_To be done:_
Pull out every line of the records that contains the word "green", copying each one in full. Treat the match as case-sensitive.

A block of data
>> begin

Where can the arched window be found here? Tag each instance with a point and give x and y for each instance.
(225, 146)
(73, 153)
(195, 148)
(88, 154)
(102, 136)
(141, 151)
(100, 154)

>> end
>> begin

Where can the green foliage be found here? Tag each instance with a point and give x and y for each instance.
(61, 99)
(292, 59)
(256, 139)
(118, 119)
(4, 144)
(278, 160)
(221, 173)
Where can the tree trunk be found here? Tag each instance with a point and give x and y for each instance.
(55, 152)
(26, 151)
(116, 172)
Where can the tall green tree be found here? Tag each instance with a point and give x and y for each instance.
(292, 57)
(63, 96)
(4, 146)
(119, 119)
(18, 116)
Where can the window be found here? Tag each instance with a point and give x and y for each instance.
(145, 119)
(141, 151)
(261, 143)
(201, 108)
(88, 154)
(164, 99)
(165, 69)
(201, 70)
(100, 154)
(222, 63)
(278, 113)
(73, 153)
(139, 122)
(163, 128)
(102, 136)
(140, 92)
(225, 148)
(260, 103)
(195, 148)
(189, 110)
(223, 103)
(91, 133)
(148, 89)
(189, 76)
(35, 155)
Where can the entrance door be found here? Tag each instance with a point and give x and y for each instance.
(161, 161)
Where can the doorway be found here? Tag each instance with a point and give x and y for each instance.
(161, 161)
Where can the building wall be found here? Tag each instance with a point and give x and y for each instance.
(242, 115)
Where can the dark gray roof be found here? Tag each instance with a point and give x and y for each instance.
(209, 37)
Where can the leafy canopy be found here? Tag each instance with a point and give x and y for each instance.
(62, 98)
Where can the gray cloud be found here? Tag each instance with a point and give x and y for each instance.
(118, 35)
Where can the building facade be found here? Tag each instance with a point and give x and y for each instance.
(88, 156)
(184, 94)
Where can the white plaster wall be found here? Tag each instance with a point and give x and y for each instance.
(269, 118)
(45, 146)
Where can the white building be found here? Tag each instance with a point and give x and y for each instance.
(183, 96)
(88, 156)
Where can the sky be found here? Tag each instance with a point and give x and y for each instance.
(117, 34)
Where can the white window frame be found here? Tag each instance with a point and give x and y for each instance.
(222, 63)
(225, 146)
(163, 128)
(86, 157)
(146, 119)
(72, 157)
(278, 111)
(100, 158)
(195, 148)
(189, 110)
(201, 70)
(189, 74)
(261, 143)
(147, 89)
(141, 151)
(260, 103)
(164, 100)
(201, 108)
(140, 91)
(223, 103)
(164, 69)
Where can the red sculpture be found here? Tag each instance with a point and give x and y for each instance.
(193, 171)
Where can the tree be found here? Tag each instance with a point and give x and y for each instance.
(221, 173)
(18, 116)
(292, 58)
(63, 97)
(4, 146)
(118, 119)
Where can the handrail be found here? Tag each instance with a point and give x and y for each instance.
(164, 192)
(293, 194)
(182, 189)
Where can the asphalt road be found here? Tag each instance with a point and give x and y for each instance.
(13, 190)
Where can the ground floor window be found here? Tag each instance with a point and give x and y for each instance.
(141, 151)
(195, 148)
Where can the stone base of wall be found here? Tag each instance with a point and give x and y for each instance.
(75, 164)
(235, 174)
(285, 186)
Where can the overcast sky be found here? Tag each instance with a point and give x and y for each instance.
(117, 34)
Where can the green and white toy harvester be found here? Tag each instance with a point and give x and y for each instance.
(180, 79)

>> end

_Answer in full:_
Where can the green foliage be found here? Tag each instance with a point and give x and y for each instance.
Where can the tall green tree be found here? Tag each instance with a point and give x and y for each instance.
Where can the green and white toy harvester be found here? Tag each instance with a point and give x and y for each instance.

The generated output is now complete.